== Information provided ==
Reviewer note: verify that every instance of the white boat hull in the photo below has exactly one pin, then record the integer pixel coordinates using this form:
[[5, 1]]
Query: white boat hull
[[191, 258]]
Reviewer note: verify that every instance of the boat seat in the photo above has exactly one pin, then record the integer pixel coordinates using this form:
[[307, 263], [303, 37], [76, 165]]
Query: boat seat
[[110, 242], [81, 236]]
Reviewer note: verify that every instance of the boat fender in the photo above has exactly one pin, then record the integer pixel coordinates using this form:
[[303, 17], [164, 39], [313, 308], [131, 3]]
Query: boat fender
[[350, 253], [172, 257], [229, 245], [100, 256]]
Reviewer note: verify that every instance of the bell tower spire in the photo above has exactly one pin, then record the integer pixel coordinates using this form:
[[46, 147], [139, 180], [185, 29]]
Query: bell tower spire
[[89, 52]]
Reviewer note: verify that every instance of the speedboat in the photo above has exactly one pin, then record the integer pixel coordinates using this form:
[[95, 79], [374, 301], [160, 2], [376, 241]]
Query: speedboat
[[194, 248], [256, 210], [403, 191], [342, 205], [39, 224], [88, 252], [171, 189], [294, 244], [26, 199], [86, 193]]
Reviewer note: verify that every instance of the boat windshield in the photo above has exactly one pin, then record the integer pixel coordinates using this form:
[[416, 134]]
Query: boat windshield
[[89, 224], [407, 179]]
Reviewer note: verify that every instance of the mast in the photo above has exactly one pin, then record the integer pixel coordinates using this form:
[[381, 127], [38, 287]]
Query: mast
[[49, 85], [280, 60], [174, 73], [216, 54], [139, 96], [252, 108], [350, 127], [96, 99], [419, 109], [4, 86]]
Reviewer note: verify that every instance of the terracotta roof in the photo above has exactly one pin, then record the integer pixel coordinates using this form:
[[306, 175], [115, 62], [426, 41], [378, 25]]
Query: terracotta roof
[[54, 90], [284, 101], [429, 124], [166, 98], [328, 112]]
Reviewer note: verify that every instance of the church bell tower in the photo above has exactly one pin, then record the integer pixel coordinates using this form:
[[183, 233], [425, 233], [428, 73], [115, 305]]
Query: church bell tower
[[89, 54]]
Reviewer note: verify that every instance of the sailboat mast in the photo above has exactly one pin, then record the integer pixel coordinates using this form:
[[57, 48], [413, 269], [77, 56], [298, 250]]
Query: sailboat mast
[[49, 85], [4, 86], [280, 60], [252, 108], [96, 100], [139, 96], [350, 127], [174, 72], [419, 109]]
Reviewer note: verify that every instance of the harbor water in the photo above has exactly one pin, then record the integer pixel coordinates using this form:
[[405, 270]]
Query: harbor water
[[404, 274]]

== Work request ==
Could you retype every record above exactly as given?

== Problem solution ==
Reviewer note: verify that every instance of the white boat hull in the photo below has exactly one pin, then record the integer pixel coordinates using this form:
[[5, 1]]
Query: white boat hull
[[191, 258]]
Reviewer note: verify that every instance of the boat seat in the photo above has exactly one pin, then record the integer pixel coordinates using this form:
[[307, 263], [303, 37], [76, 165]]
Query: boat seat
[[110, 242], [81, 236]]
Reviewer note: verify that every instance of the boat fender in the photo above has exactly one pin, then record the integer pixel coordinates using this form:
[[303, 17], [164, 39], [313, 308], [131, 3]]
Query: boat fender
[[350, 253], [172, 257], [229, 245], [100, 256]]
Reviewer note: verify that every instance of the bell tower spire in the photo above has exactly one pin, then record the integer pixel coordinates using this form:
[[46, 147], [139, 180], [185, 29]]
Query: bell tower spire
[[89, 52]]
Reviewer note: verify that every instance of the speedboat in the photo above has exactly one pin, then record the integer pixel coordinates using this form:
[[95, 79], [374, 301], [160, 2], [376, 241]]
Query: speedboat
[[194, 248], [256, 210], [403, 191], [342, 205], [39, 224], [88, 252], [171, 189], [294, 244], [26, 199], [86, 193]]
Reviewer note: verify that every instance of the boat windshield in the photo above has exactly one pin, then record the integer pixel coordinates using this form:
[[416, 134]]
Query: boat windshield
[[89, 224], [407, 179]]
Reviewer note: verify that every instance of the mast in the photo above has exactly one pin, then record the integer pixel coordinates using this form:
[[381, 127], [38, 287]]
Query: mast
[[49, 85], [280, 60], [174, 73], [216, 54], [139, 96], [252, 108], [350, 127], [96, 99], [419, 109], [4, 86]]
Reviewer note: verify that every instance of the terracotta roof in the photo above has exactly one pin, then record the integer pixel coordinates using this form:
[[306, 175], [115, 62], [426, 41], [378, 25]]
Query: terracotta roof
[[54, 90], [284, 101], [429, 124], [166, 98], [328, 112]]
Reviewer note: verify that every instance of the church bell tower in the photo above has exactly one pin, then record the integer pixel coordinates using this form:
[[183, 233], [425, 233], [428, 73], [115, 305]]
Query: church bell tower
[[89, 54]]
Reviewer note: verify that every instance of the sailboat mast in the photo above has exactly one pin, then record the integer pixel coordinates using this form:
[[57, 48], [413, 269], [77, 56], [298, 250]]
Query: sailboat mast
[[49, 85], [4, 86], [280, 60], [252, 108], [96, 100], [139, 96], [350, 127], [174, 72], [419, 109]]
Reviewer note: verify that every instance of the harbor water in the photo above has exactly one pin, then record the integer pixel coordinates using this form:
[[405, 270]]
Query: harbor water
[[404, 274]]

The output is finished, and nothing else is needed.